> Work to be completed
Output the records exactly, with no line skipped.

Collected data entries
- - - - - - -
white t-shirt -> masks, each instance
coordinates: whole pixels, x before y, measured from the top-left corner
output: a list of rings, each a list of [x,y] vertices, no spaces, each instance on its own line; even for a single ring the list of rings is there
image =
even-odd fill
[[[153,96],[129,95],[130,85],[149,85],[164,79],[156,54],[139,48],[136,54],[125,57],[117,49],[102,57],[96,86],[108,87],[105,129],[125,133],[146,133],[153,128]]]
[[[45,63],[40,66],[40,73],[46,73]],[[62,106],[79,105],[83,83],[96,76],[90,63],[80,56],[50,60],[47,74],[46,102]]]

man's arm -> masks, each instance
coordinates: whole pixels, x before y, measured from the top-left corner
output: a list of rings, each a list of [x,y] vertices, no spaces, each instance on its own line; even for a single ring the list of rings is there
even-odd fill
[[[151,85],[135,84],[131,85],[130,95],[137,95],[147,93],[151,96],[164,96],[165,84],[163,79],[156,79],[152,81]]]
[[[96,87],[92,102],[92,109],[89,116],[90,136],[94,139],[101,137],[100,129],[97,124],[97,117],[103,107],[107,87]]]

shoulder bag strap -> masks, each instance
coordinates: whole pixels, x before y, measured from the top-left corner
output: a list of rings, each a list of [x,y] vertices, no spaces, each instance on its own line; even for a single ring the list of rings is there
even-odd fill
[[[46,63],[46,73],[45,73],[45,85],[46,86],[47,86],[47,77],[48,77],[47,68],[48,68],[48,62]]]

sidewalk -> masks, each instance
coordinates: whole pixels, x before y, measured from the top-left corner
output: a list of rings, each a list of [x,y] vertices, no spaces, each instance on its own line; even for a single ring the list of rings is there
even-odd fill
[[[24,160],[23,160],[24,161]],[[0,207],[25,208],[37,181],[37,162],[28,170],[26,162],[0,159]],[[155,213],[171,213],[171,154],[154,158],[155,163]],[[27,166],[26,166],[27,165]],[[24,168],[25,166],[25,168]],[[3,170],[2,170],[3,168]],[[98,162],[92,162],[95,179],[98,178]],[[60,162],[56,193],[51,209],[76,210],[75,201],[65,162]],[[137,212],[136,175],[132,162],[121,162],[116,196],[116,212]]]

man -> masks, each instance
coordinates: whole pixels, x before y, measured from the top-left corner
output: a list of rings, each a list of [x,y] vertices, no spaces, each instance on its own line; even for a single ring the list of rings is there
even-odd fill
- - - - - - -
> Answer box
white t-shirt -> masks, each instance
coordinates: whole pixels, x before y, measured from the top-left corner
output: a list of rings, each a list of [x,y] vertices, no spaces, each instance on its own line; even for a single ring the list of rings is there
image =
even-odd fill
[[[153,96],[129,95],[130,85],[149,85],[164,79],[156,54],[139,48],[136,54],[125,57],[117,49],[102,57],[96,86],[108,87],[105,129],[125,133],[146,133],[153,128]]]
[[[45,63],[40,66],[40,73],[46,73]],[[62,106],[79,105],[83,83],[96,76],[90,63],[80,56],[50,60],[47,74],[46,102]]]

man's arm -> masks, each instance
coordinates: whole pixels, x before y, measured from the top-left corner
output: a list of rings, each a list of [x,y] vertices, no spaces, each instance on its own line; even for a single ring the list of rings is there
even-odd fill
[[[151,85],[135,84],[131,85],[130,95],[137,95],[147,93],[151,96],[164,96],[165,84],[163,79],[156,79],[152,81]]]
[[[96,87],[92,102],[92,109],[89,116],[90,136],[94,139],[101,137],[100,129],[97,124],[97,117],[103,107],[107,87]]]

shoulder bag strap -> masks, each instance
coordinates: whole pixels, x before y, measured from the top-left corner
output: a list of rings, each a list of [x,y] vertices, no spaces, each instance on its own line; even for a single ring the list of rings is there
even-odd fill
[[[46,63],[46,73],[45,73],[45,85],[46,86],[47,86],[47,77],[48,77],[47,68],[48,68],[48,62]]]

sidewalk -> masks, each instance
coordinates: whole pixels, x before y, measured from the top-left corner
output: a list of rings, each a list of [x,y] vertices, no spaces, each instance on its own line; even for a single ring the list of rings is there
even-odd fill
[[[24,160],[23,160],[24,161]],[[0,207],[25,208],[37,181],[37,162],[28,170],[26,162],[0,159]],[[155,213],[171,213],[171,154],[154,158],[155,163]],[[27,166],[26,166],[27,165]],[[24,168],[25,166],[25,168]],[[3,170],[2,170],[3,168]],[[98,162],[92,162],[95,179],[98,178]],[[60,162],[56,193],[51,209],[76,210],[75,201],[65,162]],[[137,212],[136,175],[132,162],[121,162],[116,196],[116,212]]]

man -> masks, each instance
coordinates: whole pixels, x before y, measured from the top-left corner
output: a list of rings, each a list of [x,y] vertices, no spaces, each instance on its own line; even for a single ring the list of rings is there
even-odd fill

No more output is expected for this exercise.